Task goal: How many lines in the entries below contain the string "floating"? Case counts, so tally only exact matches and reply with the number alone.

Dataset records about object locations:

+--

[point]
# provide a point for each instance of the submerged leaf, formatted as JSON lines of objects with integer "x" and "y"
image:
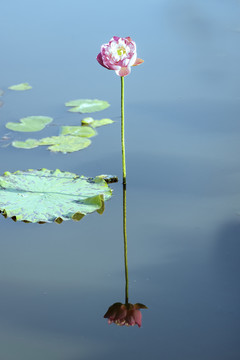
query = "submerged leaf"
{"x": 102, "y": 122}
{"x": 60, "y": 143}
{"x": 87, "y": 121}
{"x": 87, "y": 105}
{"x": 28, "y": 144}
{"x": 66, "y": 143}
{"x": 30, "y": 124}
{"x": 50, "y": 196}
{"x": 20, "y": 87}
{"x": 83, "y": 131}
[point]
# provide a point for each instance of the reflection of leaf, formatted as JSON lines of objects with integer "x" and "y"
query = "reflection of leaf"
{"x": 87, "y": 105}
{"x": 30, "y": 124}
{"x": 57, "y": 143}
{"x": 48, "y": 196}
{"x": 83, "y": 131}
{"x": 20, "y": 87}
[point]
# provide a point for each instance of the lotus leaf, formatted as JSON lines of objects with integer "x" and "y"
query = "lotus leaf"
{"x": 83, "y": 131}
{"x": 50, "y": 196}
{"x": 30, "y": 124}
{"x": 87, "y": 105}
{"x": 87, "y": 121}
{"x": 102, "y": 122}
{"x": 20, "y": 87}
{"x": 28, "y": 144}
{"x": 60, "y": 143}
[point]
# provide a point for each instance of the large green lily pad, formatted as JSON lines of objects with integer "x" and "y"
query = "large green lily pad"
{"x": 87, "y": 105}
{"x": 62, "y": 143}
{"x": 20, "y": 87}
{"x": 30, "y": 124}
{"x": 50, "y": 196}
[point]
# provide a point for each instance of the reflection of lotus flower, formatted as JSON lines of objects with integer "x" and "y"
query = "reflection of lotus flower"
{"x": 125, "y": 314}
{"x": 119, "y": 55}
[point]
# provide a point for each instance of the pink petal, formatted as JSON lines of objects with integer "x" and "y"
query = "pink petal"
{"x": 138, "y": 317}
{"x": 99, "y": 59}
{"x": 138, "y": 62}
{"x": 123, "y": 71}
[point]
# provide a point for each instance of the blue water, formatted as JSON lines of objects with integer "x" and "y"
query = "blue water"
{"x": 183, "y": 172}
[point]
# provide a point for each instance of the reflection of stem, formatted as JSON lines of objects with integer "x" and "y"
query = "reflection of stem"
{"x": 122, "y": 131}
{"x": 125, "y": 240}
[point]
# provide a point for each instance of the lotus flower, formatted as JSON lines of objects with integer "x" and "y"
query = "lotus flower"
{"x": 125, "y": 314}
{"x": 119, "y": 55}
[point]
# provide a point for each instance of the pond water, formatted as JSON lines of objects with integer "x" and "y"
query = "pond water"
{"x": 183, "y": 182}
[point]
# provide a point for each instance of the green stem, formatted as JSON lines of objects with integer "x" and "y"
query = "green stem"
{"x": 125, "y": 240}
{"x": 122, "y": 131}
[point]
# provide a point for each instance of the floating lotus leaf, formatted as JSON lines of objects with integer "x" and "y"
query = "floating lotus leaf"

+--

Complete answer: 2